◆ **Record excerpts**

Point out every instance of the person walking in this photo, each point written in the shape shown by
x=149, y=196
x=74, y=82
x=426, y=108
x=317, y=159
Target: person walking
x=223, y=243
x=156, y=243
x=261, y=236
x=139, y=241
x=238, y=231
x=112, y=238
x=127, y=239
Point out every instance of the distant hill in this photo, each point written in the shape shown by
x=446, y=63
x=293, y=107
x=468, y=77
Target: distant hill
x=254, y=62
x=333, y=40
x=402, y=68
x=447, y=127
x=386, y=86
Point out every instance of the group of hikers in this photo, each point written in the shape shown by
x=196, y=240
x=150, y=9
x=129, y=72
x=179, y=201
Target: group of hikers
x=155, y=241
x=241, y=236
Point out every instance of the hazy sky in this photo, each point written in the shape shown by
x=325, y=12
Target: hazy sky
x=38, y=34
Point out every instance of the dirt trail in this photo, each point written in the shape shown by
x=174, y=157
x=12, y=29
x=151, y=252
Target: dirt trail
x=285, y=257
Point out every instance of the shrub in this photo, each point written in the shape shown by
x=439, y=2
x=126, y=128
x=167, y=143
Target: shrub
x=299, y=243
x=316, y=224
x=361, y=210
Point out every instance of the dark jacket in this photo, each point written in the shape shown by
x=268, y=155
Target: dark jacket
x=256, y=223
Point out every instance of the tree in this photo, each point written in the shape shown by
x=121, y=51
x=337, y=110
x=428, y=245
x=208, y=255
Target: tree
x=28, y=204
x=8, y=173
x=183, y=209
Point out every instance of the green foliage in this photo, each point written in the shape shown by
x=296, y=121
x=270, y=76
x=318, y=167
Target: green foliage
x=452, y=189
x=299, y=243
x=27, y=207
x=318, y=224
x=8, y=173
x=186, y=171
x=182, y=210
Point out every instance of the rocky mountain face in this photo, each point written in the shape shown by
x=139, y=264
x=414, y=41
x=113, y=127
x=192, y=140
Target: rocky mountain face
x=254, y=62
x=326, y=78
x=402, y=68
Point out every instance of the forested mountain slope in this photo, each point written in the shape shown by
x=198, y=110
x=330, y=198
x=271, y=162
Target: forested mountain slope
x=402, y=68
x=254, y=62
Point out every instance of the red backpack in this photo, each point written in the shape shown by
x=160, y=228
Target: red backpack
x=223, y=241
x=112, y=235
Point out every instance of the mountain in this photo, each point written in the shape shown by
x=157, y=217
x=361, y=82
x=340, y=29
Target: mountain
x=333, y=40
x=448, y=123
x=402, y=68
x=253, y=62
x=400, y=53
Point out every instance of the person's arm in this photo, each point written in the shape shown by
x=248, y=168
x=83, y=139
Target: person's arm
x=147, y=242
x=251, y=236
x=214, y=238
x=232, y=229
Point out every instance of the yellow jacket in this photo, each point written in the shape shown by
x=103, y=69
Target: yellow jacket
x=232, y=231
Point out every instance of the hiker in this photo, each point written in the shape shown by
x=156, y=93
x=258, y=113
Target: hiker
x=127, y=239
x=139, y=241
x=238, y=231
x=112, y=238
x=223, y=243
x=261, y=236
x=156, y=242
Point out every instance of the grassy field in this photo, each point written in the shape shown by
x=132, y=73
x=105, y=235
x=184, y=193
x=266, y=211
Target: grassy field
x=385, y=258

◆ **Problem details**
Each entry above is to be written out exactly.

◆ **Response for this exercise**
Point out every instance of the person walking in this photo, each point written in the shape shown by
x=149, y=196
x=74, y=82
x=426, y=108
x=317, y=159
Target: person walking
x=223, y=243
x=156, y=243
x=261, y=236
x=139, y=241
x=238, y=231
x=112, y=238
x=127, y=239
Point out every instance of the distant hill in this photo, each point written in the shape shown by
x=446, y=63
x=293, y=107
x=468, y=77
Target: distant hill
x=254, y=62
x=333, y=40
x=402, y=68
x=447, y=127
x=386, y=86
Point out every instance of the group of hikers in this photo, each point written in the shape shown by
x=196, y=240
x=150, y=9
x=129, y=72
x=179, y=201
Target: group of hikers
x=155, y=241
x=241, y=236
Point out every instance of the hazy sky in this photo, each point written in the shape shown by
x=325, y=12
Target: hazy sky
x=38, y=34
Point out every instance of the dirt trail in this photo, each point written in the shape shown by
x=174, y=157
x=12, y=29
x=151, y=252
Target: dirt trail
x=285, y=257
Point out every instance of the shrub in this photo, each point written in the shape shown by
x=439, y=2
x=126, y=128
x=167, y=143
Target: shrub
x=299, y=243
x=316, y=224
x=361, y=210
Point out every instance of the dark jacket in this photo, each point written in the shape shown by
x=268, y=155
Target: dark jacket
x=256, y=223
Point out every instance of the tree in this photo, each point written in the shape shown by
x=121, y=51
x=337, y=110
x=428, y=245
x=208, y=255
Target: tree
x=28, y=204
x=8, y=173
x=183, y=209
Point out every instance of the green foliage in this photo, each point written in the shape shown by
x=296, y=121
x=270, y=76
x=318, y=167
Target: green foliage
x=452, y=189
x=299, y=243
x=27, y=207
x=318, y=224
x=8, y=173
x=186, y=171
x=182, y=210
Point out every instance of the rocky mountain face in this photo, each point written in the shape shown by
x=139, y=264
x=414, y=41
x=113, y=127
x=192, y=140
Target: rocky mountain face
x=254, y=62
x=326, y=78
x=402, y=68
Point out every instance of the forested mountain slope in this photo, each point written in the shape shown by
x=198, y=110
x=330, y=198
x=271, y=162
Target: forested mountain slope
x=402, y=68
x=254, y=62
Point out every instance of the red backpack in this photo, each point written in the shape shown by
x=160, y=228
Target: red backpack
x=223, y=241
x=112, y=235
Point out every instance of the mountain in this photo, each point written in the shape shown by
x=157, y=217
x=361, y=82
x=340, y=29
Target: mountain
x=333, y=40
x=448, y=123
x=402, y=68
x=253, y=62
x=400, y=53
Point out every instance of the person's arm in this photo, each point written in the shape shown by
x=248, y=168
x=83, y=139
Target: person's arm
x=147, y=242
x=251, y=236
x=214, y=238
x=232, y=229
Point out every instance of the yellow jacket in this photo, each point written in the shape shown by
x=103, y=69
Target: yellow jacket
x=232, y=231
Point out every instance of the hiker in this photo, each point written in the shape shown by
x=156, y=93
x=258, y=113
Target: hiker
x=127, y=239
x=139, y=241
x=238, y=231
x=112, y=238
x=223, y=243
x=261, y=236
x=156, y=242
Point out every instance of the grassy field in this photo, each point written in the shape shown by
x=132, y=73
x=105, y=235
x=184, y=193
x=266, y=211
Target: grassy field
x=385, y=258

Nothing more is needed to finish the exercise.